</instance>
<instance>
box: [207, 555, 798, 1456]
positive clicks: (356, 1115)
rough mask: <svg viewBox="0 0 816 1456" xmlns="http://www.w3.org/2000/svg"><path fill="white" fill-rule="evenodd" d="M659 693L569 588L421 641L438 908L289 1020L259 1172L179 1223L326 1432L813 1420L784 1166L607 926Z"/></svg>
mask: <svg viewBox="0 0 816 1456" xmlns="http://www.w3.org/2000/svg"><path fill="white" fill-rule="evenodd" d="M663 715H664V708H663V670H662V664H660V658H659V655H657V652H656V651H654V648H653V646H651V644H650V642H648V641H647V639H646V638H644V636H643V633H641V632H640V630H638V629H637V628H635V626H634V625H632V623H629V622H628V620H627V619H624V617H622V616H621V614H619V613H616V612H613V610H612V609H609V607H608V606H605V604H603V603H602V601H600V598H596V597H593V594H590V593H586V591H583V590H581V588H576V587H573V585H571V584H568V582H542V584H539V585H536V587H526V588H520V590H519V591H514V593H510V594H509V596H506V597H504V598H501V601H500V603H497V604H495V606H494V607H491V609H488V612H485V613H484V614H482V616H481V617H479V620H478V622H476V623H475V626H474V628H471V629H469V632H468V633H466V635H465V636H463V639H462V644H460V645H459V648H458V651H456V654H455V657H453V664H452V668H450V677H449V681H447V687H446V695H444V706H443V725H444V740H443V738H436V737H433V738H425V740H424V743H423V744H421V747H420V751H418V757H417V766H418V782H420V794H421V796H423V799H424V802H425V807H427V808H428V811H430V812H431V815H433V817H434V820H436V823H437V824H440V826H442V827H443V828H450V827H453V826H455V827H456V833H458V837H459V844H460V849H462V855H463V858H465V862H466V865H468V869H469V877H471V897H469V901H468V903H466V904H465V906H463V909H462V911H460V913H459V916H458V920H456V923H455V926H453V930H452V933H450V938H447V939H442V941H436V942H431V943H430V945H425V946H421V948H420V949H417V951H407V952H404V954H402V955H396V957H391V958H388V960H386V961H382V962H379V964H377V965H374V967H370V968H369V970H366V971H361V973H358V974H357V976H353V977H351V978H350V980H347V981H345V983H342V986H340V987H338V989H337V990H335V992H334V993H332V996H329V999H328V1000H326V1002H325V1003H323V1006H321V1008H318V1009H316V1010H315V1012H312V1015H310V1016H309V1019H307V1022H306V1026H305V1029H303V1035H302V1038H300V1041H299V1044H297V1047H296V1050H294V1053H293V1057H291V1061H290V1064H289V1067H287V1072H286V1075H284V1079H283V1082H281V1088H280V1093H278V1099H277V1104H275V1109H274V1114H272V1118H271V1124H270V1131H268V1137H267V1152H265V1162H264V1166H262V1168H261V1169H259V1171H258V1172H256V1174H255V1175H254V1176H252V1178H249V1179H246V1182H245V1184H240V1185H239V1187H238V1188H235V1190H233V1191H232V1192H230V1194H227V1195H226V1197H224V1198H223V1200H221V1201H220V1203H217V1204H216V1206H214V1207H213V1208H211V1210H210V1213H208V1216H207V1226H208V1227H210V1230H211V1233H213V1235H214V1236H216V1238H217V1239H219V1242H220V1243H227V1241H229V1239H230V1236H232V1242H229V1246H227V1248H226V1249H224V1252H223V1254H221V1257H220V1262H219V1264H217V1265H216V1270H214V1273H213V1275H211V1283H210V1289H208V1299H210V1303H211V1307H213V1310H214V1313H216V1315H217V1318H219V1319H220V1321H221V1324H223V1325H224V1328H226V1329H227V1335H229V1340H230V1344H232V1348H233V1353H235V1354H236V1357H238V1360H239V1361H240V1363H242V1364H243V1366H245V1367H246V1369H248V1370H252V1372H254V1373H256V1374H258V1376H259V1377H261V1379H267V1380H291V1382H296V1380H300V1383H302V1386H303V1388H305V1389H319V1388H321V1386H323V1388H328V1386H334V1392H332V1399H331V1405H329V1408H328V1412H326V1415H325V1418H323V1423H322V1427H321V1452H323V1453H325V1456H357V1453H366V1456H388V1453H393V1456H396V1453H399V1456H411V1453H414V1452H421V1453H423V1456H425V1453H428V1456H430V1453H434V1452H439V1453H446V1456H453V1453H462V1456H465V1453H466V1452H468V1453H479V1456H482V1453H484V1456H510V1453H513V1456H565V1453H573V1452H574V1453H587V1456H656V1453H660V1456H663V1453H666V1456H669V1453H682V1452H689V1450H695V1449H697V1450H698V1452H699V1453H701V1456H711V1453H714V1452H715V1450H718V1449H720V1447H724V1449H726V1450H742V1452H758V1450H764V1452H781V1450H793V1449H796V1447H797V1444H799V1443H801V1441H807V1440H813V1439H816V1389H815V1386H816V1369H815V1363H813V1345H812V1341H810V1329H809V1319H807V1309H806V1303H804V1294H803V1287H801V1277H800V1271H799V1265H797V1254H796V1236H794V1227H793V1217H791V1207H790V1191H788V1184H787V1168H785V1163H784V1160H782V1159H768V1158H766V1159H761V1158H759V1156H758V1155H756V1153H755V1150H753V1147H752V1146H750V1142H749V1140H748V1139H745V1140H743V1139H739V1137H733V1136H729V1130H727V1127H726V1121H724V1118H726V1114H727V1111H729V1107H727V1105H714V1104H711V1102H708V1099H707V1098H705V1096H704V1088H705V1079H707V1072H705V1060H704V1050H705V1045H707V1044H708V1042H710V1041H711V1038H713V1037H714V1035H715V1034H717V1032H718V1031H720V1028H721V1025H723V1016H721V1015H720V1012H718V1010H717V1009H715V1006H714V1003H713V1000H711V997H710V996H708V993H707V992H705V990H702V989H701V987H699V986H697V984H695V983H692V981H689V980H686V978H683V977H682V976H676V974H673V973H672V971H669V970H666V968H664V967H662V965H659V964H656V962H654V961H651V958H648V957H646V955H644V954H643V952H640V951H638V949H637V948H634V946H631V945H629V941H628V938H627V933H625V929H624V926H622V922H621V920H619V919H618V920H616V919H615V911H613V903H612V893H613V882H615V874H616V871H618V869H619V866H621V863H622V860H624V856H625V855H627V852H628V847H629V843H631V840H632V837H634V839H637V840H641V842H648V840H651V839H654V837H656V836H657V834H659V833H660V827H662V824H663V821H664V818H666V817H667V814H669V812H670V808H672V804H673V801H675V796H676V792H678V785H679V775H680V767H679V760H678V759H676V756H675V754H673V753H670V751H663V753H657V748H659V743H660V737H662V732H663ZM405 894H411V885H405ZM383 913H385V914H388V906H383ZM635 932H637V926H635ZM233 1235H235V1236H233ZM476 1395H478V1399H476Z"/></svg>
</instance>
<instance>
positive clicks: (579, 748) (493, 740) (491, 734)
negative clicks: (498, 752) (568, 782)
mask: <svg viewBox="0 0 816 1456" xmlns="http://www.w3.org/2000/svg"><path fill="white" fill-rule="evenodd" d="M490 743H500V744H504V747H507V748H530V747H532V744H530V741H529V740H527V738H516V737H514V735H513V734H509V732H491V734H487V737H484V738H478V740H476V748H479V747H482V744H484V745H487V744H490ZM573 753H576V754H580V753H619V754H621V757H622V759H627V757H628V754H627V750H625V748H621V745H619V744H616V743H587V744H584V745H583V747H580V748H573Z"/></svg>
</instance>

· · · · ·

ACTIVITY:
Reproduce the data above verbatim, keeping every line, tag, coordinate, and path string in its original order.

ANSWER TO THE EXERCISE:
</instance>
<instance>
box: [207, 555, 798, 1456]
positive clicks: (356, 1115)
rough mask: <svg viewBox="0 0 816 1456" xmlns="http://www.w3.org/2000/svg"><path fill="white" fill-rule="evenodd" d="M659 693L569 588L421 641L438 908L289 1020L259 1172L179 1223L326 1432L813 1420L784 1166L607 926Z"/></svg>
mask: <svg viewBox="0 0 816 1456" xmlns="http://www.w3.org/2000/svg"><path fill="white" fill-rule="evenodd" d="M663 715H664V708H663V670H662V664H660V658H659V655H657V652H656V651H654V648H653V646H651V644H650V642H648V641H647V639H646V638H644V636H643V633H641V632H640V630H638V629H637V628H635V626H634V625H632V623H629V622H628V620H627V619H624V617H622V616H621V614H619V613H616V612H613V610H612V609H609V607H608V606H605V604H603V603H602V601H600V598H596V597H593V594H590V593H586V591H583V590H581V588H576V587H573V585H571V584H568V582H542V584H539V585H536V587H526V588H520V590H519V591H514V593H510V594H509V596H506V597H504V598H501V601H500V603H497V604H495V606H494V607H491V609H488V612H485V613H484V614H482V616H481V617H479V620H478V622H476V623H475V626H474V628H471V629H469V632H468V633H466V635H465V636H463V639H462V644H460V645H459V648H458V651H456V654H455V657H453V664H452V668H450V677H449V681H447V687H446V695H444V706H443V725H444V740H443V738H436V737H433V738H425V740H424V743H423V744H421V747H420V751H418V757H417V766H418V782H420V794H421V796H423V799H424V802H425V807H427V808H428V811H430V812H431V815H433V817H434V820H436V823H437V824H440V826H442V827H443V828H450V827H453V826H455V827H456V833H458V837H459V844H460V849H462V855H463V858H465V862H466V865H468V869H469V877H471V897H469V901H468V903H466V904H465V906H463V909H462V911H460V913H459V916H458V920H456V923H455V926H453V930H452V933H450V938H447V939H442V941H436V942H431V943H430V945H425V946H421V948H420V949H417V951H407V952H404V954H402V955H396V957H391V958H388V960H386V961H382V962H379V964H377V965H374V967H370V968H369V970H366V971H361V973H358V974H357V976H353V977H351V978H350V980H347V981H345V983H342V986H340V987H338V989H337V990H335V992H334V993H332V996H329V999H328V1000H326V1002H325V1003H323V1006H321V1008H318V1009H316V1010H315V1012H312V1015H310V1016H309V1019H307V1022H306V1026H305V1029H303V1035H302V1038H300V1041H299V1044H297V1047H296V1050H294V1053H293V1057H291V1061H290V1064H289V1067H287V1072H286V1075H284V1079H283V1082H281V1088H280V1093H278V1099H277V1104H275V1109H274V1114H272V1118H271V1124H270V1131H268V1137H267V1152H265V1162H264V1166H262V1168H261V1169H259V1171H258V1172H256V1174H255V1175H254V1176H252V1178H249V1179H246V1182H245V1184H240V1185H239V1187H238V1188H235V1190H233V1191H232V1192H230V1194H227V1195H226V1197H224V1198H223V1200H221V1201H220V1203H217V1204H216V1206H214V1207H213V1208H211V1210H210V1213H208V1216H207V1226H208V1227H210V1230H211V1233H213V1235H214V1236H216V1238H217V1239H219V1242H220V1243H227V1241H229V1239H230V1236H232V1242H229V1246H227V1248H226V1249H224V1252H223V1254H221V1257H220V1262H219V1264H217V1265H216V1270H214V1273H213V1275H211V1283H210V1289H208V1299H210V1303H211V1307H213V1310H214V1313H216V1315H217V1318H219V1319H220V1321H221V1324H223V1325H224V1328H226V1329H227V1335H229V1340H230V1344H232V1348H233V1353H235V1354H236V1357H238V1360H239V1361H240V1363H242V1364H243V1366H245V1367H246V1369H248V1370H252V1372H254V1373H256V1374H258V1376H259V1377H261V1379H267V1380H291V1382H296V1380H300V1383H302V1386H303V1388H305V1389H319V1388H321V1386H323V1388H328V1386H334V1392H332V1399H331V1405H329V1408H328V1412H326V1415H325V1418H323V1423H322V1427H321V1452H323V1453H325V1456H357V1453H366V1456H388V1453H393V1456H396V1453H399V1456H411V1453H414V1452H421V1453H423V1456H425V1453H428V1456H430V1453H434V1452H439V1453H446V1456H453V1453H462V1456H465V1453H466V1452H468V1453H479V1456H482V1453H484V1456H510V1453H513V1456H565V1453H573V1452H574V1453H587V1456H656V1453H660V1456H663V1453H666V1456H669V1453H682V1452H689V1450H695V1449H697V1450H698V1452H699V1453H701V1456H711V1453H714V1452H715V1450H718V1449H720V1447H724V1449H726V1450H742V1452H758V1450H764V1452H781V1450H793V1449H796V1447H797V1444H799V1443H801V1441H807V1440H813V1439H816V1389H815V1386H816V1369H815V1363H813V1345H812V1341H810V1329H809V1319H807V1309H806V1303H804V1294H803V1287H801V1277H800V1271H799V1265H797V1254H796V1236H794V1227H793V1217H791V1207H790V1191H788V1184H787V1168H785V1163H784V1160H782V1159H768V1158H766V1159H761V1158H759V1156H758V1155H756V1153H755V1150H753V1147H752V1146H750V1142H749V1140H748V1139H745V1140H743V1139H739V1137H733V1136H729V1130H727V1127H726V1121H724V1118H726V1114H727V1111H729V1107H727V1105H714V1104H711V1102H708V1099H707V1098H705V1096H704V1088H705V1079H707V1072H705V1060H704V1050H705V1045H707V1044H708V1042H710V1041H711V1038H713V1037H714V1035H715V1034H717V1032H718V1031H720V1028H721V1025H723V1016H721V1015H720V1012H718V1010H717V1009H715V1006H714V1003H713V1000H711V997H710V996H708V993H707V992H705V990H702V989H701V987H699V986H697V984H695V983H692V981H689V980H686V978H683V977H682V976H676V974H673V973H672V971H669V970H666V968H664V967H662V965H659V964H656V962H654V961H651V958H648V957H646V955H644V954H643V952H640V951H638V949H637V948H634V946H631V945H629V941H628V938H627V933H625V929H624V926H622V922H621V920H619V919H618V920H616V919H615V911H613V903H612V893H613V882H615V874H616V871H618V869H619V866H621V863H622V860H624V856H625V855H627V852H628V847H629V843H631V840H632V837H634V839H637V840H641V842H648V840H651V839H654V837H656V836H657V834H659V833H660V827H662V824H663V821H664V818H666V817H667V814H669V812H670V808H672V804H673V801H675V796H676V792H678V785H679V775H680V767H679V760H678V759H676V756H675V754H673V753H670V751H663V753H657V748H659V743H660V737H662V732H663ZM405 894H411V885H405ZM383 913H385V914H388V906H383ZM635 932H637V926H635ZM233 1235H235V1236H233ZM476 1395H478V1399H476Z"/></svg>
</instance>
<instance>
positive clicks: (579, 748) (493, 740) (491, 734)
negative clicks: (498, 752) (568, 782)
mask: <svg viewBox="0 0 816 1456" xmlns="http://www.w3.org/2000/svg"><path fill="white" fill-rule="evenodd" d="M490 743H500V744H504V747H507V748H530V747H532V744H530V741H529V740H527V738H516V737H514V735H513V734H509V732H491V734H487V737H484V738H478V740H476V748H479V747H482V744H484V745H487V744H490ZM573 753H576V754H580V753H619V754H621V757H622V759H627V757H628V754H627V750H625V748H621V745H619V744H616V743H587V744H584V745H583V747H580V748H573Z"/></svg>
</instance>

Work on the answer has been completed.